REQUEST: Return the article below on the weak November jobs report, word for word and in full.

Saturday, December 04, 2010

Unemployment Rate Increases in the United States Laying Bare False Claims of a Recovery

Jobs Setback Clouds Recovery

By SUDEEP REDDY
Wall Street Journal

A surprisingly weak jobs report cast a shadow over the economy,
undermining several weeks of positive data and diluting hopes of an
accelerating recovery.

U.S. employers added just 39,000 payroll jobs in November, a sharp
slowdown from the prior month, the Labor Department said. The
unemployment rate jumped to 9.8% from 9.6% in part due to more people joining the labor pool.

The report contradicted a recent string of optimistic data, from
retail sales to housing, leading many analysts to suggest the figures
could be a statistical aberration rather than the beginning of a
weakening labor market. Indeed, the government on Friday revised jobs data for September and October to show stronger numbers in those months, though the rise was still far too slow to improve the labor
picture substantially.

The latest figures underscore the fragility of the recovery more than
a year after the economy resumed growth. Employers, while no longer
cutting jobs on a large scale, remain cautious about substantial
hiring amid weak, albeit improving, consumer sentiment. Private-sector
employers added just 50,000 jobs last month, offsetting the 11,000
drop in government employment driven by local budget cuts.

MATERIAL PROVIDED:
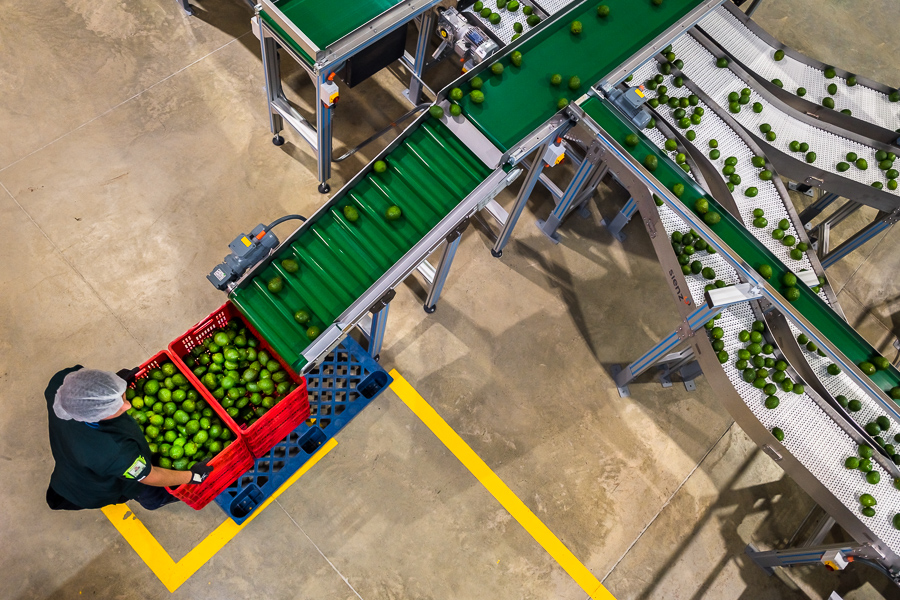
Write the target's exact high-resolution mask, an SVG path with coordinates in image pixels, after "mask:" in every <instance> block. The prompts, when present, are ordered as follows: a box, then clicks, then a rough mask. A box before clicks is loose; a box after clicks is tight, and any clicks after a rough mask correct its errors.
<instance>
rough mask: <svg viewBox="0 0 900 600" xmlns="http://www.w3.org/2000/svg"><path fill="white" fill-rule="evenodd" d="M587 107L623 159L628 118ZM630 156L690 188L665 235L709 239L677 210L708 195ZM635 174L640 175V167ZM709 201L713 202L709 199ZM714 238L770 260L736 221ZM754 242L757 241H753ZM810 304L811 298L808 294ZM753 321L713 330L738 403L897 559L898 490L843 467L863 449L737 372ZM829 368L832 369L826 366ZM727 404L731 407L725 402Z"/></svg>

EXERCISE RESPONSE:
Saturday, December 04, 2010

Unemployment Rate Increases in the United States Laying Bare False Claims of a Recovery

Jobs Setback Clouds Recovery

By SUDEEP REDDY
Wall Street Journal

A surprisingly weak jobs report cast a shadow over the economy,
undermining several weeks of positive data and diluting hopes of an
accelerating recovery.

U.S. employers added just 39,000 payroll jobs in November, a sharp
slowdown from the prior month, the Labor Department said. The
unemployment rate jumped to 9.8% from 9.6% in part due to more people joining the labor pool.

The report contradicted a recent string of optimistic data, from
retail sales to housing, leading many analysts to suggest the figures
could be a statistical aberration rather than the beginning of a
weakening labor market. Indeed, the government on Friday revised jobs data for September and October to show stronger numbers in those months, though the rise was still far too slow to improve the labor
picture substantially.

The latest figures underscore the fragility of the recovery more than
a year after the economy resumed growth. Employers, while no longer
cutting jobs on a large scale, remain cautious about substantial
hiring amid weak, albeit improving, consumer sentiment. Private-sector
employers added just 50,000 jobs last month, offsetting the 11,000
drop in government employment driven by local budget cuts.